Functional roles of enzyme dynamics in accelerating active site chemistry: Emerging techniques and changing concepts

Abstract

With the growing acceptance of the contribution of protein conformational ensembles to enzyme catalysis and regulation, research in the field of protein dynamics has shifted toward an understanding of the atomistic properties of protein dynamical networks and the mechanisms and time scales that control such behavior. A full description of an enzymatic reaction coordinate is expected to extend beyond the active site and include site-specific networks that communicate with the protein/water interface. Advances in experimental tools for the spatial resolution of thermal activation pathways are being complemented by biophysical methods for visualizing dynamics in real time. An emerging multidimensional model integrates the impacts of bound substrate/effector on the distribution of protein substates that are in rapid equilibration near room temperature with reaction-specific protein embedded heat transfer conduits.

Figure 1

Conformational selection occurs in many biological processes including substrate binding, allosteric activation, directed evolution and thermal adaptation. Conformational ensemble redistribution has been detected in many systems (dihydrofolate reductase (DHFR) [50], Kemp eliminase [52,53], and tryptophan synthase [49]) using different techniques including X-ray crystallography, NMR, and computational simulations. For the above example, the impact of perturbation is shown to alter both the number of accessible protein sub-states and their relative populations (where green represents the most stable state).

Figure 2

Collision theory states that for a chemical reaction to occur in condensed phase, the reacting particles must collide with one another. The rate of the reaction depends on the frequency and direction of collisions. For such temperature dependent reactions, thermal energy is expected from all directions in the solvent bath via isotropic thermal energy transfer (Left). As a comparison, enzymes are anisotropic structures, with active sites for chemical reactivity that are generally protected from direct collisions with solvent, implicating the protein scaffold as the basis for controlled heat transfer from the solvent bath to an enzyme active site (Right). Mechanistically, it is likely that enzymes will have evolved throughout time to construct privileged thermal conduits for efficient conduction of heat from the solvent to the active site that facilitate catalysis.

******************************

Work to complete:
a - In the enzyme dynamics text, what does collision theory say the rate of a reaction depends on?
b - List every biological process that the enzyme dynamics text says involves conformational selection.
c - Reproduce the enzyme dynamics text word for word, starting at "Collision theory states" and ending at "that facilitate catalysis.".

[Collected data]
******************************

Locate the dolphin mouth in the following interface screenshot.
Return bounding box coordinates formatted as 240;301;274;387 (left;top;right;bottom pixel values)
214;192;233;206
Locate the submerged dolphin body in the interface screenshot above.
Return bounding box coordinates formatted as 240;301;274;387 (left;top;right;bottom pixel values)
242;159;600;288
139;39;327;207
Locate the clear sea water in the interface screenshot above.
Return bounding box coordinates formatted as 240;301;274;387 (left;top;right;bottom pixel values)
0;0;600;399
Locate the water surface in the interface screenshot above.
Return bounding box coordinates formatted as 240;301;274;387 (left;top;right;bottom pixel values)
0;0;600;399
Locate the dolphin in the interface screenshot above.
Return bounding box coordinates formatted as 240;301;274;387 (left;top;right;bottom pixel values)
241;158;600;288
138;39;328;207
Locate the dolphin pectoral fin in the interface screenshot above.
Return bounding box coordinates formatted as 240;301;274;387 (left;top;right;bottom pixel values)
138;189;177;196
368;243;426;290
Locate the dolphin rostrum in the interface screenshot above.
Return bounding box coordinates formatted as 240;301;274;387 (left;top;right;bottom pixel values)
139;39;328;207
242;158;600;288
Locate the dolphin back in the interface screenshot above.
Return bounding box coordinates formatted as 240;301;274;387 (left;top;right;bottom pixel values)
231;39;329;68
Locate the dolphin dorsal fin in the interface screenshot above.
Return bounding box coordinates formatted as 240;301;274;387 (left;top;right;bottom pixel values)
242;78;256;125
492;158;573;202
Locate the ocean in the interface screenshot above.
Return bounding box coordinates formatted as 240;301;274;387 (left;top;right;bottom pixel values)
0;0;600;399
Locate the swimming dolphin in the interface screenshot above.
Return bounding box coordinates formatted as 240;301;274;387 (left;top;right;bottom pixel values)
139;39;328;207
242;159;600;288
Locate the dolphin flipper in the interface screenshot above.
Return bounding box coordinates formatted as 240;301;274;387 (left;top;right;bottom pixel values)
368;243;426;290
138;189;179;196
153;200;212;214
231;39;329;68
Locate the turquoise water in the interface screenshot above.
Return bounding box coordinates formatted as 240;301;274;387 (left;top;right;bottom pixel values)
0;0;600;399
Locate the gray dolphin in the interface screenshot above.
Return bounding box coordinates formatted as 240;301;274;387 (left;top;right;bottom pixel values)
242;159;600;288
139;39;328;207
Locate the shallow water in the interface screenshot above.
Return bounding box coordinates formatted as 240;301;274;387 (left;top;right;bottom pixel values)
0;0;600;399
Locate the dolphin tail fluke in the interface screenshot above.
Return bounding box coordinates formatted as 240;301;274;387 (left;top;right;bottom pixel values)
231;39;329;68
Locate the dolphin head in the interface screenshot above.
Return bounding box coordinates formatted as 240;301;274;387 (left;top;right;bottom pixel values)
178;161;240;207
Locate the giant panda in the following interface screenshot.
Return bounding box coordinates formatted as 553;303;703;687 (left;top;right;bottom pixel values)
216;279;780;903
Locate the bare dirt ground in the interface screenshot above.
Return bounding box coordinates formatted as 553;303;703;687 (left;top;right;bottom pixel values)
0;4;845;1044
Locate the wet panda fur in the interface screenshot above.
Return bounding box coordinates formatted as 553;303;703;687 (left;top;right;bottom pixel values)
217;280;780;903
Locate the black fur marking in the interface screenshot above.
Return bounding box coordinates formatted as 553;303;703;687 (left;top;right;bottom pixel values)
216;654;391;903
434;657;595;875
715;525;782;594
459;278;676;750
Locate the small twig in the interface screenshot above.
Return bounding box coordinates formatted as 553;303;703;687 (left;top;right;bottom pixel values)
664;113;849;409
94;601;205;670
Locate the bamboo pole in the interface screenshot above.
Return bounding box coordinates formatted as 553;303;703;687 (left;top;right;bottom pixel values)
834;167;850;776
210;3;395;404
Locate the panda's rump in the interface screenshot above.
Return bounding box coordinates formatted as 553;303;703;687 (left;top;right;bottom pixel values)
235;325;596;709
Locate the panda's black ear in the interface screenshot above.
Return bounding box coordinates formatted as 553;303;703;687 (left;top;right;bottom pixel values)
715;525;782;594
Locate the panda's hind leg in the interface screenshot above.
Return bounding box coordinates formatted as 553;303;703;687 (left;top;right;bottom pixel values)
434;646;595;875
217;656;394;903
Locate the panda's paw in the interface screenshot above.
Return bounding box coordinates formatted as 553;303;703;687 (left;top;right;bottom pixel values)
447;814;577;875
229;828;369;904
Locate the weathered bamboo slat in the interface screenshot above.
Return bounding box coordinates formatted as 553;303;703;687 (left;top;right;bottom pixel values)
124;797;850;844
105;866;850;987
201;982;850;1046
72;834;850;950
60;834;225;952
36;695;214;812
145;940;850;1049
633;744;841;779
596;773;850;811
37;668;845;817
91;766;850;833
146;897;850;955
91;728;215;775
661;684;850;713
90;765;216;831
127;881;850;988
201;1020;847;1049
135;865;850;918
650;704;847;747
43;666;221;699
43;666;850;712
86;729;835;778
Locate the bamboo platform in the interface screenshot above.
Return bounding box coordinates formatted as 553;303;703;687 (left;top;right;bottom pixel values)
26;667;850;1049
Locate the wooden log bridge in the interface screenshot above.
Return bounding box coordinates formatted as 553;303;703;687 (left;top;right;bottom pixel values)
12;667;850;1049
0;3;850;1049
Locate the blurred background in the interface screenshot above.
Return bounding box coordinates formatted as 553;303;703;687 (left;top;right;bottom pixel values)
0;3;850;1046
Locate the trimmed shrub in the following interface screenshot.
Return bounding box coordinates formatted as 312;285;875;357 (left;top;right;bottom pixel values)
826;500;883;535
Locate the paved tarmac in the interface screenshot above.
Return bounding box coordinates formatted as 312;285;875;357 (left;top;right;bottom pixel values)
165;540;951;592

******************************

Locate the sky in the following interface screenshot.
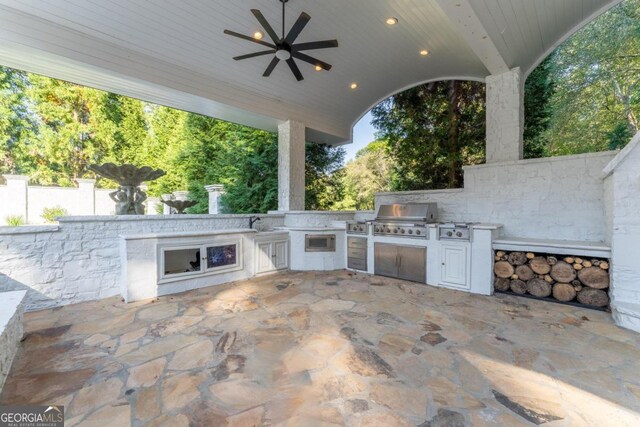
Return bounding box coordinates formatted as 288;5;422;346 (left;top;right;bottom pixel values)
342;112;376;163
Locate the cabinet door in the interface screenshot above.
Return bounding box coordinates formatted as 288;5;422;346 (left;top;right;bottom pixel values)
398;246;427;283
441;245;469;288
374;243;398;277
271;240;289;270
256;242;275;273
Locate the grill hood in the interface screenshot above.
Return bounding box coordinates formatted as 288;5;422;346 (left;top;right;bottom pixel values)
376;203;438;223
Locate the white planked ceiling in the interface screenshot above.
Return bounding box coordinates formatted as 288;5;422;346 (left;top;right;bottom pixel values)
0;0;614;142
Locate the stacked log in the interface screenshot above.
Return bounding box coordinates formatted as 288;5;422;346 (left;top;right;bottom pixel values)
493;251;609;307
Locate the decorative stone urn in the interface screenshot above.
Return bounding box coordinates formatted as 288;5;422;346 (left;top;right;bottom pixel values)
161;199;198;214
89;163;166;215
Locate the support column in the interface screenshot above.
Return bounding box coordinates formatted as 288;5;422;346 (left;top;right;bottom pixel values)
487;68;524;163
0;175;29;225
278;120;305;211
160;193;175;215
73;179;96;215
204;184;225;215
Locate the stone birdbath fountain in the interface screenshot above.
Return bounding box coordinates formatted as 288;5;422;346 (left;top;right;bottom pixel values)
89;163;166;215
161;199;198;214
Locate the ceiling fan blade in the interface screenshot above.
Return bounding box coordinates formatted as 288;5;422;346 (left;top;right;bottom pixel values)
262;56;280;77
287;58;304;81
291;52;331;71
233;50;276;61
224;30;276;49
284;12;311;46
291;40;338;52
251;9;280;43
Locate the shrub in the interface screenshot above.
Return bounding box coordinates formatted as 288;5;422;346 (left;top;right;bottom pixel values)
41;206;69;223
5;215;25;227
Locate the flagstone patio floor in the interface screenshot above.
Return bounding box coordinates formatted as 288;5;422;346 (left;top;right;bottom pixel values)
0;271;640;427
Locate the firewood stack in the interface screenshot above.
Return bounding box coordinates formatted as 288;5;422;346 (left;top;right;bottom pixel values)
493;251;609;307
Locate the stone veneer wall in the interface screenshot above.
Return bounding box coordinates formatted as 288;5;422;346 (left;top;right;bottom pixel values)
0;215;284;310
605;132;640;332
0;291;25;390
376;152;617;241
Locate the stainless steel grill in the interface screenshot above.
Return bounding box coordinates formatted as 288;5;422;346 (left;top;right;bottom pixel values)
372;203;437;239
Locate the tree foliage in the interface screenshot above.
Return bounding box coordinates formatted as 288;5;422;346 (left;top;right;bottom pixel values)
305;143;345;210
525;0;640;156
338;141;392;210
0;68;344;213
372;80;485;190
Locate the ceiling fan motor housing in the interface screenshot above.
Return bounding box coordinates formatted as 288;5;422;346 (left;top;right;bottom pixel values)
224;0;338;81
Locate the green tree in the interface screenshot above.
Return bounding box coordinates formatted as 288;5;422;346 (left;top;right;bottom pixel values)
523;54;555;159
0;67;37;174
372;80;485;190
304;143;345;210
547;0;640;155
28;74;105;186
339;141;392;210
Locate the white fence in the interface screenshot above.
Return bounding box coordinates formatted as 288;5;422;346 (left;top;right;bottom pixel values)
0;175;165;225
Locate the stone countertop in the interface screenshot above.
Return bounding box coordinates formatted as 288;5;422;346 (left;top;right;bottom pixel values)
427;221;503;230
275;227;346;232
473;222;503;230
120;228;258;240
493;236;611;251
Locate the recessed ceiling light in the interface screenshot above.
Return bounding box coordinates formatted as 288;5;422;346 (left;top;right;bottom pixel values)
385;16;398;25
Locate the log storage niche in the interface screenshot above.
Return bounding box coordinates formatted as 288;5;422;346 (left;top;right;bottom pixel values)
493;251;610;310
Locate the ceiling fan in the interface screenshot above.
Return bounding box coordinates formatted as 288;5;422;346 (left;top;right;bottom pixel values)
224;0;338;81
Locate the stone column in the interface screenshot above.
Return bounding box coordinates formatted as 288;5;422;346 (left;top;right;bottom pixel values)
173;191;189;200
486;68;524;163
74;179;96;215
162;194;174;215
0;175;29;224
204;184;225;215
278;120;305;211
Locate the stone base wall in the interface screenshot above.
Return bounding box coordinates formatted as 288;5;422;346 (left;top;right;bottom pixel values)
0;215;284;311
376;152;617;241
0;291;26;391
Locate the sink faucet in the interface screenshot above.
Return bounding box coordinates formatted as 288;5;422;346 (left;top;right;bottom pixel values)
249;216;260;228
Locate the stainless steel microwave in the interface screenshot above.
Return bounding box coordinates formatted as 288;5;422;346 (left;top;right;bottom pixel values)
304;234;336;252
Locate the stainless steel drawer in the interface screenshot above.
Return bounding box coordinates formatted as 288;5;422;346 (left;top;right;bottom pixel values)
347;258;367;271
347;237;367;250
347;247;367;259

******************************

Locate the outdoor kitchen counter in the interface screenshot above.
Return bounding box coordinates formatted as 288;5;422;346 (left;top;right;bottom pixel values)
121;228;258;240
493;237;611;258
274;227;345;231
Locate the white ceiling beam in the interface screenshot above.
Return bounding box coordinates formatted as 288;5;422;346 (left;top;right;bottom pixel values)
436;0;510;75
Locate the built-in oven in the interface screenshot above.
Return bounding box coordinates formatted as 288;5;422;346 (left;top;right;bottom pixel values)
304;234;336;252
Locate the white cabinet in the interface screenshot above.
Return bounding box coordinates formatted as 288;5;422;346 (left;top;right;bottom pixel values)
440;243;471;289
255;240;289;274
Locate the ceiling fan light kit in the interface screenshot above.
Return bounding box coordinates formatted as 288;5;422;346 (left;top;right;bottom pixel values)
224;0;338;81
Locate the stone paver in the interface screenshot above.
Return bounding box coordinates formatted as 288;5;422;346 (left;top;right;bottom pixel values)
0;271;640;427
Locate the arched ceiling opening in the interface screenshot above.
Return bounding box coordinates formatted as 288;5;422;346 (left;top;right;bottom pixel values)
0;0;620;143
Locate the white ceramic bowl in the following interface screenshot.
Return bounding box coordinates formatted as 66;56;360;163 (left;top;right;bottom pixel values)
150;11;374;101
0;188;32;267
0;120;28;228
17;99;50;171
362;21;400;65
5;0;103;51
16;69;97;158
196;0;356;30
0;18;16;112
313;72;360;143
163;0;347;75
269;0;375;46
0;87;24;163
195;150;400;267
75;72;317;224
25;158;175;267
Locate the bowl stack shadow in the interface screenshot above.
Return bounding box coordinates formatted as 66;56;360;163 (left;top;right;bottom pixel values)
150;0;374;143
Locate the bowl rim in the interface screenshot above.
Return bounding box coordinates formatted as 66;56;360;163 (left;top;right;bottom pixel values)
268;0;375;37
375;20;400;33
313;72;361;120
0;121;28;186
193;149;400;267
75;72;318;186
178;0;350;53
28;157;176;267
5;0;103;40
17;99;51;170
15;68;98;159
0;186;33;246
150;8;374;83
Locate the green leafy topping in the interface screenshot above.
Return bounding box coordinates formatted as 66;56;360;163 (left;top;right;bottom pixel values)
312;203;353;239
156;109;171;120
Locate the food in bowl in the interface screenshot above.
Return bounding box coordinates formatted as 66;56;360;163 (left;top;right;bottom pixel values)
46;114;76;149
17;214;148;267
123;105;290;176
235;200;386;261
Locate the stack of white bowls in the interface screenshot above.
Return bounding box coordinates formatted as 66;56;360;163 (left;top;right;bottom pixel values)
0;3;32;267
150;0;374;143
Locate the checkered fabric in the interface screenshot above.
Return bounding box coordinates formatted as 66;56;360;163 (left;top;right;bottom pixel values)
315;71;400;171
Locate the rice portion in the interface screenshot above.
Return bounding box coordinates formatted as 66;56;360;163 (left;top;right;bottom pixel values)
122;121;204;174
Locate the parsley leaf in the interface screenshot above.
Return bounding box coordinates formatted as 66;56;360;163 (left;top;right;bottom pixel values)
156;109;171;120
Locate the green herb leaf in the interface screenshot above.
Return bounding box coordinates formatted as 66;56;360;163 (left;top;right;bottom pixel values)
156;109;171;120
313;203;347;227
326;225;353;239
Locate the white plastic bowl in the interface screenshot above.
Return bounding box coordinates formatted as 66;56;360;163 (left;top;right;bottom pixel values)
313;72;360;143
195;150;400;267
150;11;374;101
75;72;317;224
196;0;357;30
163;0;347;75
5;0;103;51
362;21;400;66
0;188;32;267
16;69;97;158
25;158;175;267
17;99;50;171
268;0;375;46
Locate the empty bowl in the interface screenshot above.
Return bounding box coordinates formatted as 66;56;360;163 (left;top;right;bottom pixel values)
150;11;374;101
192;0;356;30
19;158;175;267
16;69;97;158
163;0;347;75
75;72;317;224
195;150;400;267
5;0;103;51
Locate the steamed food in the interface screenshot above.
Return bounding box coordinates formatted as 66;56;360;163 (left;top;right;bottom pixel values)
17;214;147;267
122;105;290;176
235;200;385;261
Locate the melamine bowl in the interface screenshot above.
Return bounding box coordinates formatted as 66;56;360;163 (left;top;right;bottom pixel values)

******************************

Answers:
a - The frequency and direction of collisions.

b - Substrate binding, allosteric activation, directed evolution, thermal adaptation

c -
Collision theory states that for a chemical reaction to occur in condensed phase, the reacting particles must collide with one another. The rate of the reaction depends on the frequency and direction of collisions. For such temperature dependent reactions, thermal energy is expected from all directions in the solvent bath via isotropic thermal energy transfer (Left). As a comparison, enzymes are anisotropic structures, with active sites for chemical reactivity that are generally protected from direct collisions with solvent, implicating the protein scaffold as the basis for controlled heat transfer from the solvent bath to an enzyme active site (Right). Mechanistically, it is likely that enzymes will have evolved throughout time to construct privileged thermal conduits for efficient conduction of heat from the solvent to the active site that facilitate catalysis.